Entries provided:
════════════════════

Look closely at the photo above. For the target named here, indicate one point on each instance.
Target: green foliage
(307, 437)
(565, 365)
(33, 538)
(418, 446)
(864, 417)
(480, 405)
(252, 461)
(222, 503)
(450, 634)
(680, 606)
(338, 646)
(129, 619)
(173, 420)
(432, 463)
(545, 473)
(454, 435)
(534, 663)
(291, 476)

════════════════════

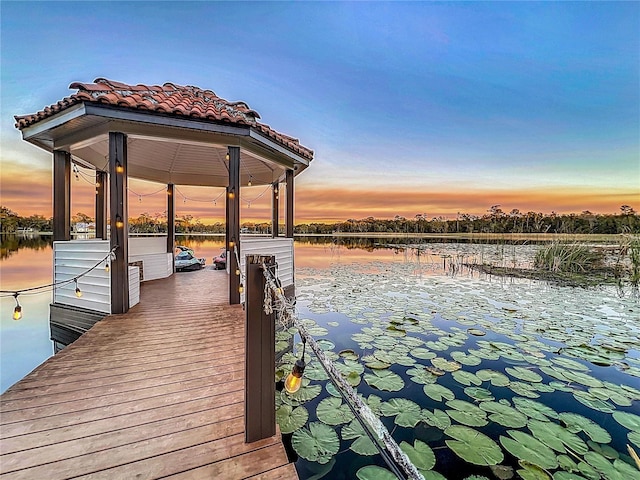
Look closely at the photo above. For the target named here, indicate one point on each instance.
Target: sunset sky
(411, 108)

════════════════════

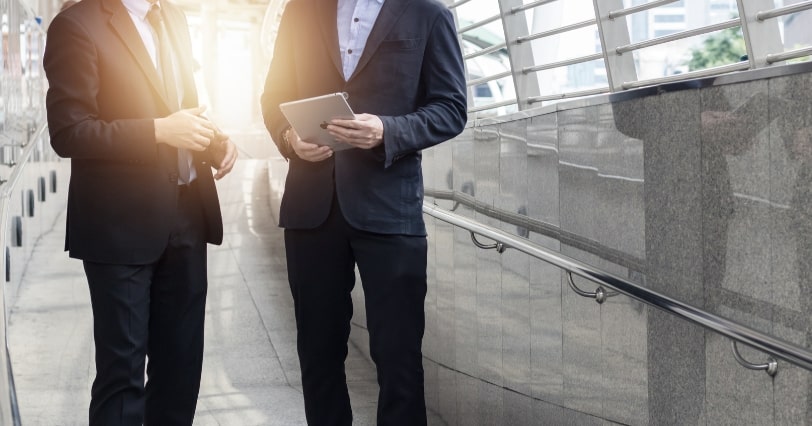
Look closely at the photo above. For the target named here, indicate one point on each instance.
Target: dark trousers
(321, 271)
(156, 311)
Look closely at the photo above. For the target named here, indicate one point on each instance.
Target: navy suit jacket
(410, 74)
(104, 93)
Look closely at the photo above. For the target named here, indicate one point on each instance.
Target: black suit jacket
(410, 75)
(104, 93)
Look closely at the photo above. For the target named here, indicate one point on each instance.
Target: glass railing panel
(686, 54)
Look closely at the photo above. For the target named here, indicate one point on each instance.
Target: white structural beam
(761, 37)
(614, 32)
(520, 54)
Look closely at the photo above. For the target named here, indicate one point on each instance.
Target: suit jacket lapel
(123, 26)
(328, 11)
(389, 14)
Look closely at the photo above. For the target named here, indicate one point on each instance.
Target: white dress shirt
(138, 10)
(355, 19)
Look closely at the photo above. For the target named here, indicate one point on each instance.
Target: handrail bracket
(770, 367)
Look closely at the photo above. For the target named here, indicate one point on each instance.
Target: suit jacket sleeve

════════════════════

Which lines of the entries above contain the string "suit"? Copy each of them out in full.

Target: navy suit jacket
Target: black suit jacket
Target: suit jacket lapel
Target: suit jacket sleeve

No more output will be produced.